**Prompt:**
Reproduce the data exactly and drop any pictures it holds.

**Given information:**
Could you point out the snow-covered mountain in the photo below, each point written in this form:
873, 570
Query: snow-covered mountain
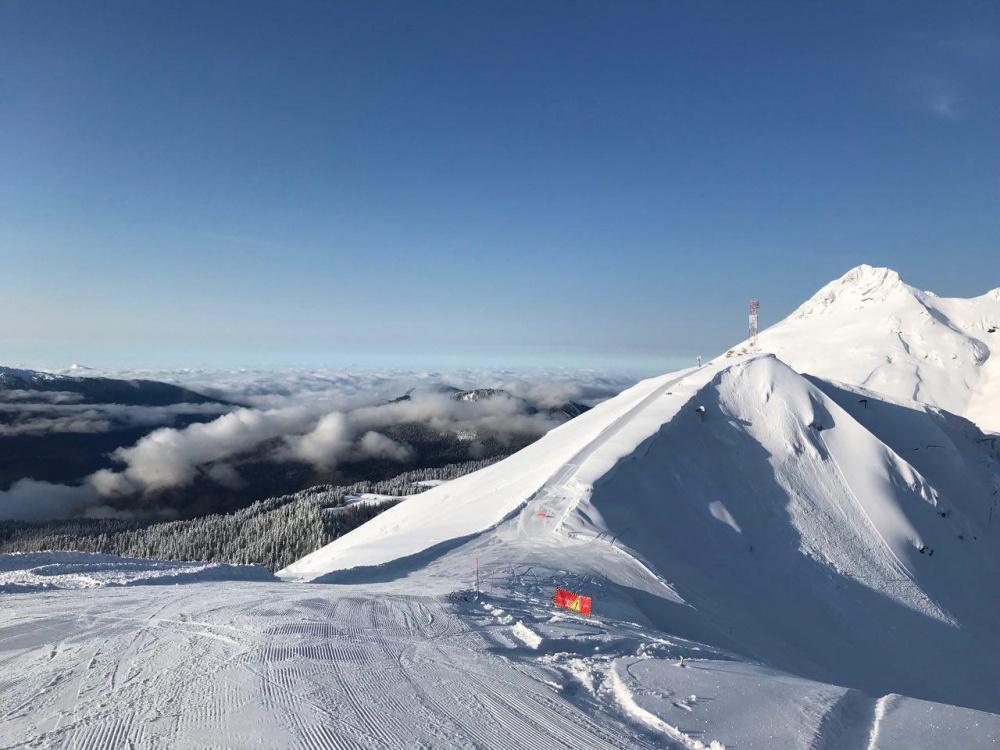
837, 526
791, 547
870, 329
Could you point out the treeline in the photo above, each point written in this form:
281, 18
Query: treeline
273, 532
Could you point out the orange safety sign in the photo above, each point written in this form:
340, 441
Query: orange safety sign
573, 602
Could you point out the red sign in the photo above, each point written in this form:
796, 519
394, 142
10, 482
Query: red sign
573, 602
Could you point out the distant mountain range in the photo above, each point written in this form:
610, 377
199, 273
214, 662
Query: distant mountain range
61, 428
33, 386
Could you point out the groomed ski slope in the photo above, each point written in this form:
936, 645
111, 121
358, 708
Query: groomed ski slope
744, 505
265, 665
776, 559
870, 329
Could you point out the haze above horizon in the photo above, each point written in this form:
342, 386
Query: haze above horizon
398, 184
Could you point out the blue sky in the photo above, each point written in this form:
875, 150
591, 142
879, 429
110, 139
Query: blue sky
471, 183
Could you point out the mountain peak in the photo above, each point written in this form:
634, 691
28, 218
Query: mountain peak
858, 287
871, 276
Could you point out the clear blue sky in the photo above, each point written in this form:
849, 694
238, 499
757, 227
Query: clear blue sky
519, 183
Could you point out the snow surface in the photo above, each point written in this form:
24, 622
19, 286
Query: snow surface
793, 546
870, 329
36, 571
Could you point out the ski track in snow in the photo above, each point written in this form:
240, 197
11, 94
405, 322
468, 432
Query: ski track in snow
304, 667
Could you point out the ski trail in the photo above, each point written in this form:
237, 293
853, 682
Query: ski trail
849, 724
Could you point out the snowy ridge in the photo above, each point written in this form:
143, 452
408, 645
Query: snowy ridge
23, 572
693, 493
869, 328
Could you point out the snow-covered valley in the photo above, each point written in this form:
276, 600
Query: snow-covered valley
794, 545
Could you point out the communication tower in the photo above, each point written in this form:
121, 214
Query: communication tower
754, 304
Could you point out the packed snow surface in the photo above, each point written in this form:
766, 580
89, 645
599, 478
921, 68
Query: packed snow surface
35, 571
795, 545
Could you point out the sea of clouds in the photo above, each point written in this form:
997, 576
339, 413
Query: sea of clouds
317, 417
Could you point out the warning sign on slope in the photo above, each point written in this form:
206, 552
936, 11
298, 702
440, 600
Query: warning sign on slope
573, 602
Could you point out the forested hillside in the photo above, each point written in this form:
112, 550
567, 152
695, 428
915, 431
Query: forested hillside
273, 532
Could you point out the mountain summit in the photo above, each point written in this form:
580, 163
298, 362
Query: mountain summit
870, 329
814, 505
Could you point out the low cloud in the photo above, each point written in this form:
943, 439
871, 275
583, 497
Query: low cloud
55, 417
170, 457
319, 418
30, 500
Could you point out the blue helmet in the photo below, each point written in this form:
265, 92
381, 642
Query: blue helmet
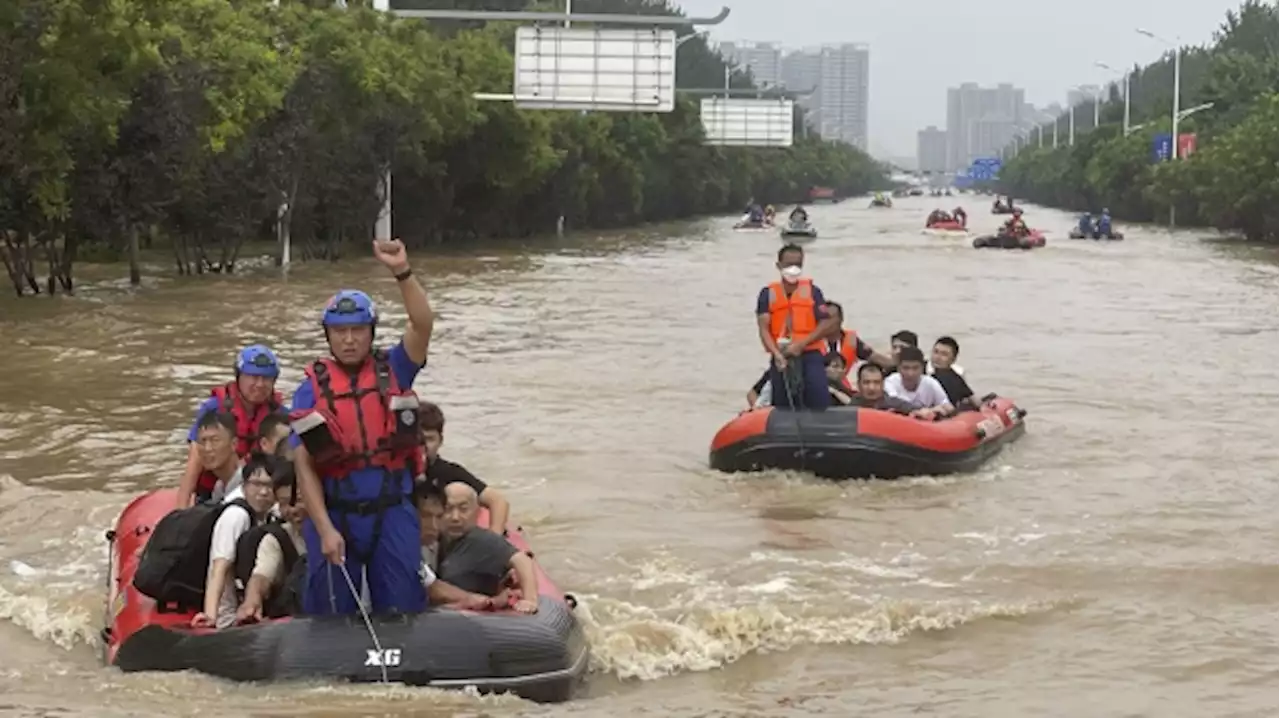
350, 307
257, 360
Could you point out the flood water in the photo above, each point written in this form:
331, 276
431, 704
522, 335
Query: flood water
1118, 561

**Exercise answer:**
Could you point out the snow-covered mountain in the photo below, each point written in this form:
873, 570
Query: snow-covered mountain
837, 526
791, 547
870, 329
Could you point out the treeline in the photo above, each point written in this form:
281, 18
Query: treeline
273, 532
Could you point out the orange safety sign in the photo above, each point written in this form:
340, 441
Query: orange safety sign
573, 602
Could you point out the red sign in the photo above, each point written in this form:
796, 519
394, 142
10, 482
Query: red sign
573, 602
Could you point out the distant mountain range in the photo above, each point written in this form:
610, 377
199, 273
214, 662
Query: distant mountain range
61, 428
33, 386
Could you point out the groomed ski slope in the photo above, each point written in this form:
936, 645
111, 121
358, 708
Query: groomed ski slope
744, 505
265, 665
776, 559
870, 329
Could you point out the haze above horizon in the photo above, each point written in this form:
342, 386
Query: haze above horizon
398, 184
Could you point out the blue sky in the photo above, each point written in this form:
875, 150
591, 142
879, 429
110, 139
Query: blue sky
471, 183
Could you point out the mountain peak in the photo above, each point written in this form:
634, 691
28, 218
Query: mountain peak
858, 287
871, 276
Could you point out the clear blue sky in the photo above, each point written in this form:
849, 694
238, 499
757, 227
Query: clear blue sky
519, 183
Could you point out the snow surface in the photo above, each point written in this form:
24, 622
19, 286
Query: snow surface
793, 546
870, 329
36, 571
Could you point out the ski track in snow in the photo above, each point written in this form:
240, 197
11, 94
405, 322
468, 432
Query: ski track in snow
304, 667
Could you point out the ski trail in the photo above, each point written in this form:
237, 293
853, 682
Query: ski trail
849, 724
Could you point out the snowy ridge in the photo above, each point written in this form:
143, 452
408, 645
Query: snowy ridge
23, 572
693, 493
869, 328
Could you point out the snow-covered valley in the photo above, each point written in this form:
276, 600
Query: snow-covered valley
794, 545
Could you point out the communication tower in the photo above, each point written in this form:
121, 214
Query: communication tower
754, 304
Could you point out the packed snow surface in the photo above, each point written in this form:
766, 580
89, 645
599, 478
921, 68
Query: packed snow surface
35, 571
795, 545
Could you point out the sea of clouds in the photo above, each point written in this form:
997, 576
339, 413
Query: sea of clouds
317, 417
Could you point out the warning sign on slope in the photo above, each point written in this form:
206, 552
936, 11
298, 702
440, 600
Query: warning sign on slope
573, 602
Could you point out the forested hillside in the photo above, each point written in this form:
112, 550
567, 152
695, 428
915, 431
Query: forested hillside
273, 532
Could you point out the mountain summit in the photo above, each point written in this form:
580, 163
298, 362
Query: mountain summit
870, 329
814, 505
Could you point out the low cloud in the photo above, each point written in this form:
943, 439
871, 275
583, 497
Query: low cloud
55, 417
170, 457
319, 418
30, 500
Could you point out the blue helmet in the photo below, each point written in this form:
265, 92
381, 642
Query: blue helmet
350, 307
257, 360
Could you point out the flood water in the photo above, each point written in this form:
331, 276
431, 704
522, 335
Query: flood water
1118, 561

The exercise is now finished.